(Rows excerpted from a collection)
= = = =

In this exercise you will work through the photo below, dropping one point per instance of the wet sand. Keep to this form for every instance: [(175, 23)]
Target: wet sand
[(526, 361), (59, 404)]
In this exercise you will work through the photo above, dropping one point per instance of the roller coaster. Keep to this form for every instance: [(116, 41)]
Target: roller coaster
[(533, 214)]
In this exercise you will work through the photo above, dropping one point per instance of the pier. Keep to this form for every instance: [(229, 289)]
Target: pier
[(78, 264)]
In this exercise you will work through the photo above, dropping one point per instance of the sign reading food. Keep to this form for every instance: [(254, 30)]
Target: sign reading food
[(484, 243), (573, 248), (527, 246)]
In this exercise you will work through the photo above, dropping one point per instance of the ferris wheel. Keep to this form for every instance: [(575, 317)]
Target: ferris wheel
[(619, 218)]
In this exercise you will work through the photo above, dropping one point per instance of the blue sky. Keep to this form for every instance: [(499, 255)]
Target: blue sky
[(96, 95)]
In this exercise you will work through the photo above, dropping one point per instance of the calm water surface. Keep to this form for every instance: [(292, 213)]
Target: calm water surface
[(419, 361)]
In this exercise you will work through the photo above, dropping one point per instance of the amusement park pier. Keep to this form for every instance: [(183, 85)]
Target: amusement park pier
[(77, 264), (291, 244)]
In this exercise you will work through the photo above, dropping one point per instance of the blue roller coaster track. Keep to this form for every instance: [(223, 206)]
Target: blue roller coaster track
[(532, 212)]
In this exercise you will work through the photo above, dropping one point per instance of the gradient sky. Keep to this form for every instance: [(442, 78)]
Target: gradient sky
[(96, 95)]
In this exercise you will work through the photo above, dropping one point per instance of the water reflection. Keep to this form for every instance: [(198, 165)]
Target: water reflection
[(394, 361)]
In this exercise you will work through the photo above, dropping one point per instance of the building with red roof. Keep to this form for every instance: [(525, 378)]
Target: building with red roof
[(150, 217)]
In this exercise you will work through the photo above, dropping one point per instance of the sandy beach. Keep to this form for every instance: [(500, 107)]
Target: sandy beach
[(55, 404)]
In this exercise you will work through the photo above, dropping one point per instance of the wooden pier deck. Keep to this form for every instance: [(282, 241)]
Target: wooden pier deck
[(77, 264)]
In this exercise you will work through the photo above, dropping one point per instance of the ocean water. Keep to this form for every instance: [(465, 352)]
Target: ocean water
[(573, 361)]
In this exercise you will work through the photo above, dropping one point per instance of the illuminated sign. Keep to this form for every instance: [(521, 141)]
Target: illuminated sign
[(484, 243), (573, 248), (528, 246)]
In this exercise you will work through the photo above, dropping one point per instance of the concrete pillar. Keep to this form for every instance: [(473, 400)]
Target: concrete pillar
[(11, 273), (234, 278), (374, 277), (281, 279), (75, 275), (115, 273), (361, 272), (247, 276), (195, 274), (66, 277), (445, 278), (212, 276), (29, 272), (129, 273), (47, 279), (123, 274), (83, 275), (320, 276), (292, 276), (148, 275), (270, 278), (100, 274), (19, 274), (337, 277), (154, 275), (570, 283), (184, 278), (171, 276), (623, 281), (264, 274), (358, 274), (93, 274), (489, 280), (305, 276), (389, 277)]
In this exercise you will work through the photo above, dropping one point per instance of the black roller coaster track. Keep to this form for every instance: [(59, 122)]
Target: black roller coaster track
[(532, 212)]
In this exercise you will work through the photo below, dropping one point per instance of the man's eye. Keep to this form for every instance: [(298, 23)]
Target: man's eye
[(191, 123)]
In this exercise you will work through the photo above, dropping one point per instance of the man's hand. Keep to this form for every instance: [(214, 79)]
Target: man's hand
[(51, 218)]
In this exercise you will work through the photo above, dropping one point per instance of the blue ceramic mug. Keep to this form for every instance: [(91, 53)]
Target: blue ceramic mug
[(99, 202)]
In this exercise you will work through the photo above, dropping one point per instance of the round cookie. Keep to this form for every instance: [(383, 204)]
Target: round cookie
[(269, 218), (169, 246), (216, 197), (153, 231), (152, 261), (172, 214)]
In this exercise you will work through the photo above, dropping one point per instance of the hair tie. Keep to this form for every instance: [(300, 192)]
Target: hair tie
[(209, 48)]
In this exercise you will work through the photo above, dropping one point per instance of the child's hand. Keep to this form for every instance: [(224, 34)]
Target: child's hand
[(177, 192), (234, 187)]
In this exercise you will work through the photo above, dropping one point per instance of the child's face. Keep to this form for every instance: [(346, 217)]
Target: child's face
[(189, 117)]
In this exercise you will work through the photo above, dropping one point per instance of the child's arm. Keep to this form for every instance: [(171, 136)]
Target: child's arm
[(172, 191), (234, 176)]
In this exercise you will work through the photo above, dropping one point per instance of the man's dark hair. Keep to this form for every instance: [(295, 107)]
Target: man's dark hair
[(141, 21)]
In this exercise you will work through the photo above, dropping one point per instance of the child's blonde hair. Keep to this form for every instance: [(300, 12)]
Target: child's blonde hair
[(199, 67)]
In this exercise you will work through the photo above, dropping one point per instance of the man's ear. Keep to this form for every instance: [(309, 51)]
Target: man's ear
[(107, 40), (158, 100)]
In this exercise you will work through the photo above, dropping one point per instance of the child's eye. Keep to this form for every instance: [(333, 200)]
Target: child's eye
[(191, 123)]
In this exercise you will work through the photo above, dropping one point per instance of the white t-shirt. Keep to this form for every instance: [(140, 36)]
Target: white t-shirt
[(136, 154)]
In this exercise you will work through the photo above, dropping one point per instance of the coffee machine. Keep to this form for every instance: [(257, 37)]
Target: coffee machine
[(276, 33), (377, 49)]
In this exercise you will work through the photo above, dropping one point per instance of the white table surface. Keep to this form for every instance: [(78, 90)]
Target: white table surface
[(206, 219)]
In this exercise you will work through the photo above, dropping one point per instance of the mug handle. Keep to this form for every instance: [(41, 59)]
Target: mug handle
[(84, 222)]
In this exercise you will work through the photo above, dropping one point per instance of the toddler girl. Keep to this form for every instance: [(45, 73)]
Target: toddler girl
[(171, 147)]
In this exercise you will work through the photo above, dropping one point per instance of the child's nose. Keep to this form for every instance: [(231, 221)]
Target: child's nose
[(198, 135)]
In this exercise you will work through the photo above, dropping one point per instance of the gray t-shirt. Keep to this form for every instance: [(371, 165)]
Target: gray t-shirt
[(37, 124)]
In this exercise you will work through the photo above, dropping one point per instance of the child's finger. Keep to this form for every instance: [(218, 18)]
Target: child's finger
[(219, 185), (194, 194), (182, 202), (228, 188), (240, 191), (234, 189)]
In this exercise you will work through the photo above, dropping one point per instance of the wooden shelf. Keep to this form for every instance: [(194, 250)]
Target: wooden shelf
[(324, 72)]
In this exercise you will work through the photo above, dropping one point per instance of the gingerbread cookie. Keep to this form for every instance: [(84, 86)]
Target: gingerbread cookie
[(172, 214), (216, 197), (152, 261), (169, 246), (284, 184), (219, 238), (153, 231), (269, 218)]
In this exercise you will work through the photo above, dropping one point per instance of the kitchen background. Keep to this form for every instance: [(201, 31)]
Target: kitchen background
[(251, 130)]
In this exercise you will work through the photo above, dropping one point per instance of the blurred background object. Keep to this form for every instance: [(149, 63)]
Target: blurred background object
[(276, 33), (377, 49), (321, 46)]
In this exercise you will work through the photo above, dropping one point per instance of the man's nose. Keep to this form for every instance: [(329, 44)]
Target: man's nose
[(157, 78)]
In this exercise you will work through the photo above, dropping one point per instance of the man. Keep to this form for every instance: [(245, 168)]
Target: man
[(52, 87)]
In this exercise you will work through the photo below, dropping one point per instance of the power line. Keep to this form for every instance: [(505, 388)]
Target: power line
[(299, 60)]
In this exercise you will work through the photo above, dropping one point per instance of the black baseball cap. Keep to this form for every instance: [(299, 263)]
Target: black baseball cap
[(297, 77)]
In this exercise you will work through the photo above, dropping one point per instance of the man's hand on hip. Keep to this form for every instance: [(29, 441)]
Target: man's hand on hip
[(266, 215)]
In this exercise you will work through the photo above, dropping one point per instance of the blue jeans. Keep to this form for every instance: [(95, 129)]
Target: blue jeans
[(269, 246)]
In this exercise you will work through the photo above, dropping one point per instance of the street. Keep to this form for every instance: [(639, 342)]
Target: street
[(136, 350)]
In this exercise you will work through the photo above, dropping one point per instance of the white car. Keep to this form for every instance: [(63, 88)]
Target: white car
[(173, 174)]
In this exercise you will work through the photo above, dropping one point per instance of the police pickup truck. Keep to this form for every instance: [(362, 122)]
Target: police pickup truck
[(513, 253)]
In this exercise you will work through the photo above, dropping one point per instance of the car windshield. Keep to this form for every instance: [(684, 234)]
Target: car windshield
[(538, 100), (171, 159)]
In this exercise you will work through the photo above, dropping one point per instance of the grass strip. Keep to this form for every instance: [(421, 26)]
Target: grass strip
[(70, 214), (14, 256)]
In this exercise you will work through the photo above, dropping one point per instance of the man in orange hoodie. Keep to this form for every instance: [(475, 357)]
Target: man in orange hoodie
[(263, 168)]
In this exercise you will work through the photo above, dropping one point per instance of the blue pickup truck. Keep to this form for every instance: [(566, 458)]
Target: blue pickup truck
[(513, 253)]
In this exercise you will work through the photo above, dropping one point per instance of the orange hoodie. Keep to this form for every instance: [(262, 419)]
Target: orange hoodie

= = = =

Return everything verbatim from the line containing "instance: [(525, 378)]" down to the line containing "[(150, 217)]", with both of those lines included.

In this exercise you will work through the photo above, dropping one point per instance of the building with red roof. Keep to this form for every instance: [(525, 378)]
Target: building with red roof
[(150, 217)]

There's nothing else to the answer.